[WRITTEN REQUEST] Take the line that contains "Tag one point on each instance of the green shrub" as the first and the last line of the material as the final one; set down exactly the lines in that span.

---------- PROVIDED RECORDS

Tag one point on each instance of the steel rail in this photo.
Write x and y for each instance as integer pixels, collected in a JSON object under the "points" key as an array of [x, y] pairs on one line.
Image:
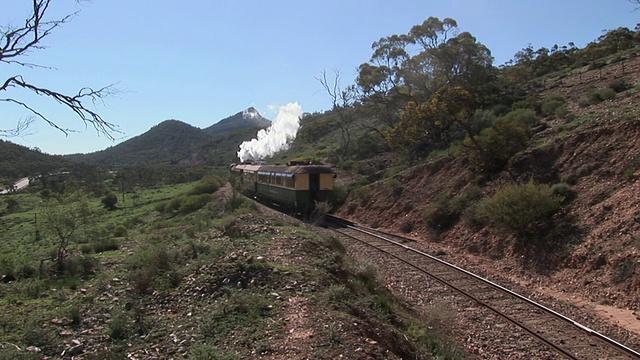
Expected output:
{"points": [[610, 342]]}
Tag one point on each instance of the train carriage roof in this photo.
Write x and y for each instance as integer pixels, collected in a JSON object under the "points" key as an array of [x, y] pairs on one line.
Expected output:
{"points": [[297, 169], [294, 169]]}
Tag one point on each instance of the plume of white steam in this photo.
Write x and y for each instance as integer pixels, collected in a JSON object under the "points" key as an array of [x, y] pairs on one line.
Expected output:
{"points": [[274, 138]]}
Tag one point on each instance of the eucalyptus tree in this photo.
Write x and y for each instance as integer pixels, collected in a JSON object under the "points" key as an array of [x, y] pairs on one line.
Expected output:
{"points": [[415, 77]]}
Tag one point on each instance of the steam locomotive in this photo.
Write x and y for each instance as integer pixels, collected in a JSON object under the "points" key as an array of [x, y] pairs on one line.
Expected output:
{"points": [[297, 185]]}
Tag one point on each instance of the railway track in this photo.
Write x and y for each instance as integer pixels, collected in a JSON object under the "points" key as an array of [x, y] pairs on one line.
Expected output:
{"points": [[560, 334]]}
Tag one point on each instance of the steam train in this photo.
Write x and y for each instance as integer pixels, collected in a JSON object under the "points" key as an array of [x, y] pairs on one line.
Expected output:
{"points": [[297, 185]]}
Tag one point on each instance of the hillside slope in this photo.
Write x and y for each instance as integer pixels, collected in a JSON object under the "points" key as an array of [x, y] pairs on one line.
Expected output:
{"points": [[591, 255]]}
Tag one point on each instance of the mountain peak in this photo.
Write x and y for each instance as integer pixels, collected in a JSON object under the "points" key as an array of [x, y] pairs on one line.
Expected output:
{"points": [[251, 113], [249, 118]]}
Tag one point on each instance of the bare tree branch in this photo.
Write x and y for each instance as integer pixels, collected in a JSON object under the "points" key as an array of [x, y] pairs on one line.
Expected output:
{"points": [[20, 129], [16, 41]]}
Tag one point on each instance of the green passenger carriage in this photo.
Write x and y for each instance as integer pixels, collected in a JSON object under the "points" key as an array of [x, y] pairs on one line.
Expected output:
{"points": [[295, 185]]}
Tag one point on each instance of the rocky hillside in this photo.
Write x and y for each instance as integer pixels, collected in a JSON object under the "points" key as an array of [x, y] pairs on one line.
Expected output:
{"points": [[591, 253]]}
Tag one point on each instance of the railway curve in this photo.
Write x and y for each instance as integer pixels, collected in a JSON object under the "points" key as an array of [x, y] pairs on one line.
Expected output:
{"points": [[555, 334]]}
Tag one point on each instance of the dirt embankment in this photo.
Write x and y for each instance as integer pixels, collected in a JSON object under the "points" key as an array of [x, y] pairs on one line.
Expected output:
{"points": [[593, 259]]}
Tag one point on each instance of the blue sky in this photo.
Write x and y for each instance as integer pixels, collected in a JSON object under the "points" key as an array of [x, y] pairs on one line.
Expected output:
{"points": [[200, 61]]}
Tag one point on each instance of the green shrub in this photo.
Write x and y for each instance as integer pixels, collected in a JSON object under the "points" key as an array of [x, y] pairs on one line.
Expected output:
{"points": [[207, 351], [207, 185], [104, 244], [596, 96], [565, 191], [120, 231], [118, 327], [519, 208], [444, 210], [552, 104], [193, 203], [338, 195], [620, 85]]}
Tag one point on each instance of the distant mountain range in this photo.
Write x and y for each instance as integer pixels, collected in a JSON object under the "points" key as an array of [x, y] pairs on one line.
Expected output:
{"points": [[176, 142]]}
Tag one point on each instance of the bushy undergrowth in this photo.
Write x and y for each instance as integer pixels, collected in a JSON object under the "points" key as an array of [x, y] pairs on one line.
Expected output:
{"points": [[520, 209], [493, 148], [445, 210]]}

--------------------

[FINAL ANSWER]
Tag one point on each instance of the green shrub in this photo.
Write x and y for each instance as integer pixels, collected in a JSON object under the "points" key as an array of [x, y] pairs on one line.
Expected output:
{"points": [[207, 351], [207, 185], [104, 244], [596, 96], [565, 191], [120, 231], [118, 327], [519, 208], [444, 210], [552, 104], [193, 203], [338, 195], [620, 85]]}
Tag one point on each instance of the distant mountain range in this photo.
Write x and y for each instance as integer pixels, collected in a JSON object under the "points" key as an array of [x, y] pairs on one line.
Expected output:
{"points": [[176, 142]]}
Tag one point on each instance of the bushy undergrowth in this photo.
Write x and y for each instance as integer pixels, collected in a JSON object under the "points" key as an array of [x, y] pairs on one line.
Expected output:
{"points": [[520, 209], [493, 148], [445, 210]]}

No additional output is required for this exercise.